Outline annotation listing:
(begin)

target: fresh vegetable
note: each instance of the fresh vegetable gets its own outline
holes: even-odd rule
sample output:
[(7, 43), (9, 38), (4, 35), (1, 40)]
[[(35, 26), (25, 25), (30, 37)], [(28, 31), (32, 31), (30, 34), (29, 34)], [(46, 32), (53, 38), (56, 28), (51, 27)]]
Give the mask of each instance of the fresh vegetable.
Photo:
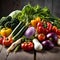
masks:
[(39, 41), (43, 41), (43, 40), (45, 40), (45, 35), (44, 34), (38, 34), (38, 40)]
[(17, 47), (14, 49), (14, 52), (17, 52), (20, 48), (20, 45), (17, 45)]
[(58, 28), (57, 28), (56, 26), (53, 26), (53, 27), (52, 27), (52, 31), (53, 31), (53, 32), (57, 33), (57, 30), (58, 30)]
[(35, 34), (35, 28), (34, 27), (29, 27), (25, 32), (25, 36), (27, 38), (31, 38), (34, 34)]
[(24, 42), (21, 44), (21, 48), (25, 51), (31, 51), (33, 50), (33, 47), (34, 45), (32, 42)]
[(57, 45), (60, 46), (60, 38), (57, 41)]
[(0, 19), (0, 26), (4, 26), (4, 24), (6, 23), (6, 22), (8, 22), (8, 21), (11, 21), (11, 16), (7, 16), (7, 17), (2, 17), (1, 19)]
[(45, 40), (42, 42), (44, 49), (50, 50), (54, 47), (54, 44), (50, 40)]
[(31, 20), (31, 25), (36, 28), (37, 23), (40, 21), (41, 21), (40, 17), (37, 17), (35, 20)]
[(36, 38), (33, 39), (33, 43), (34, 43), (34, 49), (36, 51), (41, 51), (43, 49), (42, 44)]
[(60, 29), (58, 29), (56, 33), (57, 33), (57, 35), (60, 35)]
[(1, 36), (9, 36), (10, 33), (12, 32), (12, 29), (11, 28), (2, 28), (0, 33), (1, 33)]
[(3, 37), (0, 36), (0, 44), (2, 44), (2, 41), (3, 41)]
[(18, 31), (18, 33), (13, 37), (13, 40), (16, 41), (18, 40), (20, 37), (22, 37), (25, 33), (25, 31), (27, 30), (28, 25), (25, 25), (21, 28), (21, 30)]
[(10, 46), (12, 43), (13, 43), (13, 40), (12, 40), (11, 37), (10, 37), (10, 39), (6, 39), (6, 37), (3, 36), (3, 42), (2, 42), (2, 44), (3, 44), (4, 46)]
[(39, 27), (39, 26), (43, 26), (43, 23), (42, 22), (38, 22), (37, 23), (37, 27)]
[(15, 27), (15, 29), (12, 31), (12, 33), (8, 36), (8, 38), (11, 37), (11, 36), (14, 37), (24, 25), (25, 25), (24, 22), (20, 22), (20, 23)]
[(56, 33), (48, 33), (47, 34), (47, 38), (52, 38), (52, 42), (53, 43), (57, 43), (57, 40), (58, 40), (58, 36), (57, 36), (57, 34)]
[(7, 49), (7, 52), (11, 52), (17, 45), (19, 45), (21, 43), (21, 41), (23, 40), (23, 37), (21, 37), (20, 39), (16, 40), (14, 43), (11, 44), (11, 46)]
[(37, 32), (40, 33), (44, 33), (44, 27), (43, 26), (39, 26), (37, 27)]
[(20, 13), (21, 13), (20, 10), (15, 10), (15, 11), (11, 12), (9, 14), (9, 16), (11, 16), (12, 18), (17, 18), (18, 14), (20, 14)]
[(51, 32), (52, 30), (52, 24), (50, 22), (47, 22), (47, 28), (46, 28), (46, 32)]

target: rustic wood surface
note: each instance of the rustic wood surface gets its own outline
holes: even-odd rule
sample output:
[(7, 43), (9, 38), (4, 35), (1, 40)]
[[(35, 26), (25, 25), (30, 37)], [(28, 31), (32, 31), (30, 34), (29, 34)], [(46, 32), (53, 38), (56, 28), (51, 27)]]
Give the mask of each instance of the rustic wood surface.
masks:
[(4, 46), (0, 45), (0, 60), (60, 60), (60, 47), (55, 47), (49, 51), (26, 52), (20, 50), (18, 52), (7, 53)]
[[(13, 10), (22, 9), (28, 3), (47, 6), (53, 15), (60, 17), (60, 0), (0, 0), (0, 18), (7, 16)], [(11, 52), (8, 55), (6, 48), (0, 45), (0, 60), (60, 60), (60, 47), (43, 52)]]

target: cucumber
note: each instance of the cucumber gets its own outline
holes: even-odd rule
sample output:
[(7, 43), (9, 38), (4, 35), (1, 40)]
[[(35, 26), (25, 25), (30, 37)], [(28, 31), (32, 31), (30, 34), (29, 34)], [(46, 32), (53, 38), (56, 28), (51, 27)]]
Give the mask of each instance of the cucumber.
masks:
[(21, 30), (21, 28), (22, 28), (24, 25), (25, 25), (24, 22), (20, 22), (20, 23), (16, 26), (16, 28), (12, 31), (12, 33), (8, 36), (8, 38), (10, 38), (11, 36), (14, 37), (14, 36), (18, 33), (18, 31)]
[(28, 26), (25, 25), (21, 28), (21, 30), (13, 37), (13, 40), (16, 41), (24, 35), (24, 32), (27, 30)]

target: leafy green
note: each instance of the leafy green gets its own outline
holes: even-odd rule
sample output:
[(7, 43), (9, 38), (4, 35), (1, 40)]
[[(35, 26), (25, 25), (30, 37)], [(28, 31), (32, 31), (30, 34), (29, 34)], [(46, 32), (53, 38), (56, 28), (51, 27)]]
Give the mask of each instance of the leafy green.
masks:
[(60, 28), (59, 18), (53, 16), (49, 8), (41, 8), (40, 5), (25, 5), (23, 9), (20, 12), (18, 12), (17, 16), (15, 16), (15, 18), (17, 18), (19, 21), (25, 21), (26, 23), (29, 23), (32, 19), (36, 17), (40, 17), (42, 20), (45, 21), (50, 21), (53, 25)]

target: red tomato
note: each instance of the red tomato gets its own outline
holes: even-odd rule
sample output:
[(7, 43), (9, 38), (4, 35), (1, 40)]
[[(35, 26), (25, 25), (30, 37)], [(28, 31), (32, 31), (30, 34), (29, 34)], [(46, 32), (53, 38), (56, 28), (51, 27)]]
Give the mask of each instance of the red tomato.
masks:
[(42, 22), (37, 23), (37, 27), (42, 26), (42, 25), (43, 25)]
[(56, 26), (53, 26), (52, 27), (52, 31), (56, 33), (57, 32), (57, 27)]
[(50, 22), (47, 22), (47, 28), (45, 28), (46, 33), (52, 31), (52, 24)]
[(25, 51), (31, 51), (33, 49), (33, 43), (32, 42), (24, 42), (21, 44), (21, 48)]
[(38, 33), (44, 33), (44, 28), (42, 26), (37, 27)]
[(0, 44), (2, 44), (2, 41), (3, 41), (3, 37), (0, 37)]
[(45, 39), (45, 35), (44, 34), (39, 34), (38, 39), (39, 39), (39, 41), (43, 41)]
[(7, 38), (4, 36), (3, 42), (2, 42), (2, 44), (3, 44), (4, 46), (10, 46), (12, 43), (13, 43), (12, 38), (7, 39)]
[(60, 29), (58, 29), (56, 33), (57, 33), (57, 35), (60, 35)]

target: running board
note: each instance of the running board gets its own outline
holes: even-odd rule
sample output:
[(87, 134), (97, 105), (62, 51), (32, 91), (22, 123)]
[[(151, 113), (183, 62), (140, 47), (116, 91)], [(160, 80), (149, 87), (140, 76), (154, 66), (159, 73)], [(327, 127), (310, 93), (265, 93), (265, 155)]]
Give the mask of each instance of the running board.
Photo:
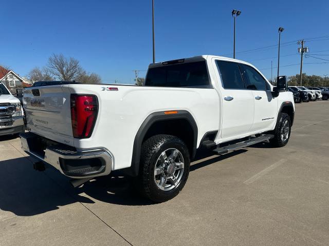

(end)

Exercise:
Write out the listing above line for line, with no changes. Omit the pictures.

Expected answer:
target: fresh vegetable
note: each instance of the fresh vegetable gets its own outline
holes: even-odd rule
sample output:
[(7, 43), (9, 38), (4, 35), (1, 40)]
[[(35, 26), (25, 25), (30, 37)], [(28, 31), (32, 31), (30, 34), (29, 34)], [(46, 32), (53, 38), (56, 28), (51, 27)]]
Give the mask of each instance of the fresh vegetable.
Photo:
masks:
[(39, 41), (43, 41), (43, 40), (45, 40), (45, 35), (44, 34), (38, 34), (38, 40)]
[(17, 47), (14, 49), (14, 52), (17, 52), (20, 48), (20, 45), (17, 45)]
[(58, 28), (57, 28), (56, 26), (53, 26), (53, 27), (52, 27), (52, 31), (53, 31), (53, 32), (57, 33), (57, 30), (58, 30)]
[(35, 34), (35, 28), (34, 27), (29, 27), (25, 32), (25, 36), (27, 38), (31, 38), (34, 34)]
[(24, 42), (21, 44), (21, 48), (25, 51), (31, 51), (33, 50), (33, 47), (34, 45), (32, 42)]
[(57, 45), (60, 46), (60, 38), (57, 41)]
[(0, 19), (0, 26), (4, 26), (4, 24), (6, 23), (6, 22), (8, 22), (8, 21), (11, 21), (11, 16), (7, 16), (7, 17), (2, 17), (1, 19)]
[(45, 40), (42, 42), (44, 49), (50, 50), (54, 47), (54, 44), (50, 40)]
[(31, 20), (31, 25), (36, 28), (37, 23), (40, 21), (41, 21), (40, 17), (37, 17), (35, 20)]
[(36, 38), (33, 39), (33, 43), (34, 43), (34, 49), (36, 51), (41, 51), (43, 49), (42, 44)]
[(60, 29), (58, 29), (56, 33), (57, 33), (57, 35), (60, 35)]
[(1, 36), (9, 36), (10, 33), (12, 32), (12, 29), (11, 28), (2, 28), (0, 33), (1, 33)]
[(3, 37), (0, 36), (0, 44), (2, 44), (2, 41), (3, 41)]
[(18, 31), (18, 33), (13, 37), (13, 40), (16, 41), (18, 40), (20, 37), (22, 37), (25, 33), (25, 31), (27, 30), (28, 25), (25, 25), (21, 28), (21, 30)]
[(10, 46), (12, 43), (13, 43), (13, 40), (12, 40), (11, 37), (10, 37), (10, 39), (6, 39), (6, 37), (3, 36), (3, 42), (2, 42), (2, 44), (3, 44), (4, 46)]
[(39, 27), (39, 26), (43, 26), (43, 23), (42, 22), (38, 22), (37, 23), (37, 27)]
[(15, 27), (15, 29), (12, 31), (12, 33), (8, 36), (8, 38), (11, 37), (11, 36), (14, 37), (24, 25), (25, 25), (24, 22), (20, 22), (20, 23)]
[(56, 33), (48, 33), (47, 34), (47, 38), (52, 38), (52, 42), (53, 43), (57, 43), (57, 40), (58, 40), (58, 36), (57, 36), (57, 34)]
[(7, 49), (7, 52), (11, 52), (17, 45), (19, 45), (21, 43), (21, 41), (23, 40), (23, 37), (21, 37), (20, 39), (16, 40), (14, 43), (11, 44), (11, 46)]
[(37, 32), (40, 33), (44, 33), (44, 27), (43, 26), (39, 26), (37, 27)]
[(20, 13), (21, 13), (20, 10), (15, 10), (15, 11), (11, 12), (9, 14), (9, 16), (11, 16), (12, 18), (17, 18), (18, 14), (20, 14)]
[(51, 32), (52, 30), (52, 24), (50, 22), (47, 22), (47, 28), (46, 28), (46, 32)]

target: rustic wood surface
note: each instance of the rustic wood surface gets its own outline
holes: even-odd rule
sample output:
[(7, 43), (9, 38), (4, 35), (1, 40)]
[[(35, 26), (25, 25), (30, 37)], [(28, 31), (32, 31), (30, 34), (29, 34)], [(46, 32), (53, 38), (56, 28), (51, 27)]]
Give the mask of each instance of the rustic wood surface.
masks:
[(4, 46), (0, 45), (0, 60), (60, 60), (60, 47), (55, 47), (49, 51), (26, 52), (20, 50), (18, 52), (7, 53)]
[[(13, 10), (22, 9), (28, 3), (47, 6), (53, 15), (60, 17), (60, 0), (0, 0), (0, 18), (7, 16)], [(11, 52), (8, 55), (6, 48), (0, 45), (0, 60), (60, 60), (60, 47), (43, 52)]]

target: cucumber
note: each instance of the cucumber gets its own outline
holes: even-odd rule
sample output:
[(7, 43), (9, 38), (4, 35), (1, 40)]
[[(35, 26), (25, 25), (30, 37)], [(28, 31), (32, 31), (30, 34), (29, 34)], [(46, 32), (53, 38), (56, 28), (51, 27)]]
Give the mask of each instance of the cucumber.
masks:
[(21, 30), (21, 28), (22, 28), (24, 25), (25, 25), (24, 22), (20, 22), (20, 23), (16, 26), (16, 28), (12, 31), (12, 33), (8, 36), (8, 38), (10, 38), (11, 36), (14, 37), (14, 36), (18, 33), (18, 31)]
[(28, 26), (25, 25), (21, 28), (21, 30), (13, 37), (13, 40), (16, 41), (24, 35), (24, 32), (27, 30)]

target: leafy green
note: each instance of the leafy green gets its own outline
holes: even-odd rule
sample output:
[(7, 43), (9, 38), (4, 35), (1, 40)]
[[(35, 26), (25, 25), (30, 37)], [(28, 31), (32, 31), (30, 34), (29, 34)], [(46, 32), (53, 38), (56, 28), (51, 27)]]
Give the mask of each instance of the leafy green.
masks:
[(60, 28), (59, 18), (53, 16), (49, 8), (41, 8), (40, 5), (25, 5), (23, 9), (20, 12), (18, 12), (17, 16), (15, 16), (15, 18), (17, 18), (19, 21), (25, 21), (26, 23), (29, 23), (32, 19), (36, 17), (40, 17), (42, 20), (45, 21), (50, 21), (53, 25)]

target: red tomato
note: each instance of the red tomato gets its own outline
holes: even-odd rule
sample output:
[(7, 43), (9, 38), (4, 35), (1, 40)]
[[(35, 26), (25, 25), (30, 37)], [(28, 31), (32, 31), (30, 34), (29, 34)], [(46, 32), (53, 38), (56, 28), (51, 27)]]
Give the mask of each instance of the red tomato.
masks:
[(42, 22), (37, 23), (37, 27), (42, 26), (42, 25), (43, 25)]
[(56, 26), (53, 26), (52, 27), (52, 31), (56, 33), (57, 32), (57, 27)]
[(50, 22), (47, 22), (47, 28), (45, 28), (46, 33), (52, 31), (52, 24)]
[(25, 51), (31, 51), (33, 49), (33, 43), (32, 42), (24, 42), (21, 44), (21, 48)]
[(38, 33), (44, 33), (44, 28), (42, 26), (37, 27)]
[(0, 44), (2, 44), (2, 41), (3, 41), (3, 37), (0, 37)]
[(45, 39), (45, 35), (44, 34), (39, 34), (38, 39), (39, 39), (39, 41), (43, 41)]
[(7, 38), (4, 36), (3, 42), (2, 42), (2, 44), (3, 44), (4, 46), (10, 46), (12, 43), (13, 43), (12, 38), (7, 39)]
[(60, 29), (58, 29), (56, 33), (57, 33), (57, 35), (60, 35)]

target: running board
note: each instance of the running board gets its own outline
holes: even-odd rule
sample output:
[(87, 134), (97, 105), (62, 51), (32, 91), (22, 123)]
[[(151, 113), (183, 62), (140, 47), (116, 91)], [(160, 80), (149, 87), (140, 76), (154, 66), (159, 73)], [(327, 127), (310, 93), (265, 93), (265, 155)]]
Give the mask of each instance of the running board.
Photo:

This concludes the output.